#### [PROBLEM STATEMENT]
Update the listing below by replacing every "Indicate each instance" with "Mark every instance" and leaving everything else unchanged.

#### [SUPPLIED MATERIAL]
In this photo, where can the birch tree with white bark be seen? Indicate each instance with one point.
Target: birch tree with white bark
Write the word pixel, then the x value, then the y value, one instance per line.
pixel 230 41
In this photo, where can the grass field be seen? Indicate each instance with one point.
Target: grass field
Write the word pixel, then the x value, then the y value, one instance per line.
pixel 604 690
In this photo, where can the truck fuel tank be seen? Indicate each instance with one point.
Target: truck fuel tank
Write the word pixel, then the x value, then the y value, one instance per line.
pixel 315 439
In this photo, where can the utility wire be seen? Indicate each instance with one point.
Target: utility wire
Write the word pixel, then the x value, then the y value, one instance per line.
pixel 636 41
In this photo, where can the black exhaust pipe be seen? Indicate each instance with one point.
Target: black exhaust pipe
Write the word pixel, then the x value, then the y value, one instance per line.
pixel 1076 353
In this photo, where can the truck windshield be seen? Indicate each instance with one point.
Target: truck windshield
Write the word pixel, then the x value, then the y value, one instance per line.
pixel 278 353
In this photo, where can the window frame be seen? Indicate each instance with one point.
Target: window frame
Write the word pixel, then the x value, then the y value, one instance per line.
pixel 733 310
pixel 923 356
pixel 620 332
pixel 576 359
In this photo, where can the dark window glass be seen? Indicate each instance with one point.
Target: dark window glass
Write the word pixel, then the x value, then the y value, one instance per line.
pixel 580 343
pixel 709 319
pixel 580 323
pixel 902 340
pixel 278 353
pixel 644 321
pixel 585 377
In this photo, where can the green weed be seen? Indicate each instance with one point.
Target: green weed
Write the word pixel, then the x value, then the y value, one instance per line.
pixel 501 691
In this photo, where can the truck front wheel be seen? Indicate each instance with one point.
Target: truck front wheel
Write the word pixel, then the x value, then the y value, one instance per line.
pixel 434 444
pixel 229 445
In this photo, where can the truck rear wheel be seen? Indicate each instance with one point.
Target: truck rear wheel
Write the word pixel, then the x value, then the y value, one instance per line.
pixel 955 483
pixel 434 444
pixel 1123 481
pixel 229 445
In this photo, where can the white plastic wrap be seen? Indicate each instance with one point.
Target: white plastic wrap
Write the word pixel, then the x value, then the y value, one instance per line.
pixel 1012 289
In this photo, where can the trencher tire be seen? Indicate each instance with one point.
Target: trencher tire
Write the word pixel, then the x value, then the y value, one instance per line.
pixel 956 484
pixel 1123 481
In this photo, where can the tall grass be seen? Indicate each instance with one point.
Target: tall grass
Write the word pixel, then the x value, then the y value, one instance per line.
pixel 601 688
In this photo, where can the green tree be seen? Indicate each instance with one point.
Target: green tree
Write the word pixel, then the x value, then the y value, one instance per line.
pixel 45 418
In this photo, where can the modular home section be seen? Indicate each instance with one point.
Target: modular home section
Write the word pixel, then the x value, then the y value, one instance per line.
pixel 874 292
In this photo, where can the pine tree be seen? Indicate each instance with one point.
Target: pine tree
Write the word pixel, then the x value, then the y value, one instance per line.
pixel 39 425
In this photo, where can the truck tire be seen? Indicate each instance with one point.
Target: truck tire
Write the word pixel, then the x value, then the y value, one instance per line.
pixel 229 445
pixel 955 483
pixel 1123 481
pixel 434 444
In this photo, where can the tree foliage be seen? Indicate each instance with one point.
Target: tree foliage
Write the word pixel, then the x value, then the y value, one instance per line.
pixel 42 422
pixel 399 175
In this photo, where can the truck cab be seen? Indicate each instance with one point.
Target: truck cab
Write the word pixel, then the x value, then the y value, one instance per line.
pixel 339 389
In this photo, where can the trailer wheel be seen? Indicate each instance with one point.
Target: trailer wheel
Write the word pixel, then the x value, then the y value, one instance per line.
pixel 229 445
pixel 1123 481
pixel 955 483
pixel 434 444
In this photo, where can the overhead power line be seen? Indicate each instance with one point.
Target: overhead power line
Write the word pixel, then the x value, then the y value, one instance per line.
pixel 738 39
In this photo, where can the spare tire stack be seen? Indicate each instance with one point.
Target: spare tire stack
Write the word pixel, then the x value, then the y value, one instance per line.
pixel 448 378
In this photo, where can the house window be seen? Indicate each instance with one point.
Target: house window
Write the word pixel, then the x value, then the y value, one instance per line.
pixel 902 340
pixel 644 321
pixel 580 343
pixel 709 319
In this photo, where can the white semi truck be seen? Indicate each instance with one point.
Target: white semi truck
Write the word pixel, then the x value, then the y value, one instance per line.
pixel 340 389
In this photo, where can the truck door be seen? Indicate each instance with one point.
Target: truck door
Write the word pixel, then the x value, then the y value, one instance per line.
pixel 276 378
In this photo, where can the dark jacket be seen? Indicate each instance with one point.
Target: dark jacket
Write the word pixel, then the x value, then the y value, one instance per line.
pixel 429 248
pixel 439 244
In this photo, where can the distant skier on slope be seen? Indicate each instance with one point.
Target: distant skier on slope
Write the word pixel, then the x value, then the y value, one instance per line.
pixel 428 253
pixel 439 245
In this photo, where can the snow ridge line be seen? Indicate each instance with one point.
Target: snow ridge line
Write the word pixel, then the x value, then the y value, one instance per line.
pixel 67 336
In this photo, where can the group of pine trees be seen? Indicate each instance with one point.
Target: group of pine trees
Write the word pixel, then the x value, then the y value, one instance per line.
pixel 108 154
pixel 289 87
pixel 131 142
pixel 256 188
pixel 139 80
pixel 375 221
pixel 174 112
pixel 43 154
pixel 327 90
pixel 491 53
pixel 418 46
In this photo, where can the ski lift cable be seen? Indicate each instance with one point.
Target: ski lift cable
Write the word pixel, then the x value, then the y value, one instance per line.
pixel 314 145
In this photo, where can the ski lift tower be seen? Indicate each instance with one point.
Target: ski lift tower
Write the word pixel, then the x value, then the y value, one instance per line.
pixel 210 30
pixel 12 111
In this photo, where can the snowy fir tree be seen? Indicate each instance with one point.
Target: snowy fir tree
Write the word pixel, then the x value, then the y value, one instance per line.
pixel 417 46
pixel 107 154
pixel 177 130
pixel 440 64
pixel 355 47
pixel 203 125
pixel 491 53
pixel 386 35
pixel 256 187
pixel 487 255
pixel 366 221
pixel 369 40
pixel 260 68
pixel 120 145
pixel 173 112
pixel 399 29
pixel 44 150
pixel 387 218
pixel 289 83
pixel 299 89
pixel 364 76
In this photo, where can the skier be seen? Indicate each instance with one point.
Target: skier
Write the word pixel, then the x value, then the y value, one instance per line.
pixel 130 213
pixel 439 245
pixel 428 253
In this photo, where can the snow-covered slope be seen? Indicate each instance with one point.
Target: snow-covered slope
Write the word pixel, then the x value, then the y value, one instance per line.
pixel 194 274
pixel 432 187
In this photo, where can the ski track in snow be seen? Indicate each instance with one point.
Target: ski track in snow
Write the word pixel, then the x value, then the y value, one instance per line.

#### [COMPLETED EXERCISE]
In this photo, where can the birch tree with white bark be seen? Mark every instance with one point.
Target: birch tree with white bark
Write the word pixel, then the x value, then the y value, one instance per line.
pixel 230 41
In this photo, where can the grass field be seen? Mark every instance with one point.
Target: grass field
Write the word pixel, then the x value, then the y value, one instance per line.
pixel 604 690
In this photo, where can the truck fuel tank be seen? Mark every instance with one point.
Target: truck fuel tank
Write the word pixel, then the x value, then the y value, one instance per line.
pixel 315 439
In this photo, where can the utility wire be seen? Mark every instance with one point.
Target: utility wire
Write the word pixel, then the x value, then the y value, one instance per line.
pixel 636 41
In this photo, where can the black exhaust pipe be seen? Mark every instance with one point.
Target: black exhaust pipe
Write the word pixel, then the x value, then the y value, one instance per line.
pixel 1076 353
In this photo, where can the truck windshield be seen? Mark every instance with one point.
Target: truck windshield
Write the word pixel, then the x value, then the y value, one instance per line.
pixel 278 353
In this photo, where can the window frame be seen? Mark every instance with one point.
Target: window frame
Write the word pixel, then the x value, then the y value, one instance per line.
pixel 733 310
pixel 923 356
pixel 620 332
pixel 576 359
In this photo, where can the dark window glass be seen? Mark every instance with one point.
Target: dark window glass
Write the word pixel, then the x value, then the y value, one instance per line.
pixel 580 343
pixel 709 319
pixel 580 323
pixel 902 340
pixel 278 353
pixel 644 321
pixel 585 377
In this photo, where can the green weed be seen? Mark every instance with one point.
Target: green weed
Write the word pixel, then the x value, then the y value, one instance per line.
pixel 501 691
In this photo, where can the truck front wheel be seen? Mark every instance with one point.
Target: truck front wheel
Write the word pixel, then the x value, then the y value, one instance per line.
pixel 434 444
pixel 229 445
In this photo, where can the truck rear wheel be seen? Mark every instance with one point.
Target: truck rear wheel
Write the word pixel, then the x value, then the y value, one instance per line.
pixel 955 483
pixel 434 444
pixel 1123 481
pixel 229 445
In this photo, where can the white plastic wrap be seen? Mark every instance with one point.
Target: white plastic wrap
Write the word pixel, then the x value, then the y value, one instance per line.
pixel 1012 289
In this photo, where can the trencher tire be seen? Mark every instance with one point.
Target: trencher tire
Write the word pixel, then the x value, then the y value, one instance per line.
pixel 956 484
pixel 1123 481
In this photo, where can the tall grass be seen? Mark every instance with one point.
Target: tall grass
Write the word pixel, then the x value, then the y value, one instance per line.
pixel 601 688
In this photo, where can the green tree be seen? Mark every instance with one point.
Target: green tree
Write the word pixel, then the x value, then the y value, one instance per line.
pixel 45 418
In this photo, where can the modular home section be seen? Mark every instance with one point.
Target: modular home section
Write the word pixel, then the x value, then the y value, one instance per line.
pixel 874 292
In this photo, where can the pine tree be seen? Mark every instance with one point.
Target: pine tree
Write the word pixel, then the x value, then the y value, one instance per line.
pixel 39 425
In this photo, where can the truck tire be seen? Mark every instance with one point.
Target: truck tire
Write the word pixel, then the x value, then the y value, one instance per line.
pixel 229 445
pixel 955 483
pixel 1123 481
pixel 434 444
In this photo, where can the tree foliage be seen? Mark every instance with one point.
Target: tree foliage
Write the word pixel, then the x value, then the y value, one instance per line.
pixel 42 422
pixel 399 175
In this photo, where can the truck cab be seen? Mark every instance with one point.
Target: truck cab
Write the word pixel, then the x value, then the y value, one instance per line.
pixel 339 389
In this photo, where can the trailer wheel be seen? Mark every instance with one point.
Target: trailer wheel
Write the word pixel, then the x value, then the y value, one instance per line.
pixel 229 445
pixel 1123 481
pixel 955 483
pixel 434 444
In this photo, where can the overhead power line be seen? Mark every instance with one point.
Target: overhead power line
Write the word pixel, then the x value, then the y value, one instance per line.
pixel 738 39
In this photo, where can the spare tire stack be seen? Mark every instance with one point.
Target: spare tire stack
Write the word pixel, then the x value, then the y value, one instance per line.
pixel 448 378
In this photo, where can the house window be seen? Mark every instance with one point.
Target: house window
Write the word pixel, then the x value, then the y value, one instance per line.
pixel 902 340
pixel 644 321
pixel 580 343
pixel 709 319
In this photo, where can the white semi truck be seen? Mark every instance with one point.
Target: white semi truck
Write the word pixel, then the x value, then the y value, one instance per line.
pixel 340 389
In this photo, where can the truck door be seen? Mark every instance with one point.
Target: truck door
Write the word pixel, then the x value, then the y value, one instance per line.
pixel 276 378
In this photo, where can the dark jacket be seen? Mark every instance with one point.
Target: dark jacket
Write the word pixel, then the x value, then the y value, one instance per line.
pixel 429 248
pixel 439 244
In this photo, where can the distant skier on slope be seen? Mark every instance with one point.
Target: distant skier on slope
Write the word pixel, then the x value, then the y value, one instance per line.
pixel 428 253
pixel 439 245
In this photo, where can the snow ridge line be seen? Mark every instance with one point.
Target: snow ridge line
Write the word pixel, then the x value, then the y value, one instance per line.
pixel 67 336
In this photo, where can the group of pine trees be seen? Mark every instance with one point.
Target: group of pine trees
Write the word pixel, then the x value, then the y value, one instance per line.
pixel 108 154
pixel 289 87
pixel 131 142
pixel 256 188
pixel 139 80
pixel 375 221
pixel 174 112
pixel 43 154
pixel 327 90
pixel 491 53
pixel 418 46
In this photo, where can the ski lift cable be seen? Mark every instance with one point.
Target: ski lift cable
Write the word pixel, then the x value, then the y value, one instance per line.
pixel 314 145
In this photo, where can the ski lift tower be seen? Mark every instance with one point.
Target: ski lift tower
Write the word pixel, then the x value, then the y value, one instance per line.
pixel 210 30
pixel 12 111
In this photo, where can the snowy fir tree be seen? Mark every instance with one point.
Target: snowy fir tree
Write the word pixel, then the x value, then the y value, one instance per line.
pixel 417 46
pixel 107 154
pixel 177 130
pixel 440 64
pixel 355 47
pixel 203 125
pixel 491 53
pixel 386 35
pixel 256 187
pixel 487 255
pixel 366 221
pixel 369 40
pixel 260 68
pixel 120 145
pixel 173 112
pixel 399 29
pixel 44 150
pixel 387 218
pixel 289 83
pixel 299 89
pixel 364 76
In this photo, where can the skier be seen? Mark every instance with one point.
Target: skier
Write the word pixel, then the x value, then the y value, one instance per line.
pixel 130 213
pixel 439 245
pixel 428 253
In this photo, where can the snow-covered slope be seen? Mark every instance with one point.
Target: snow-covered slope
Write the word pixel, then the x value, then the y value, one instance per line.
pixel 194 274
pixel 432 187
In this photo, where can the ski track in snow be seen? Mark every instance with one point.
Target: ski track in snow
Write the word pixel, then the x value, then the y value, one instance per line.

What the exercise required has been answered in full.